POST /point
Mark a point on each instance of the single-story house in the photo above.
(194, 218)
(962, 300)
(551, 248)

## Action item:
Give back every entry exactly.

## Response to this task:
POST /point
Mark a point on each instance of the single-story house in the photo above.
(194, 218)
(962, 300)
(551, 248)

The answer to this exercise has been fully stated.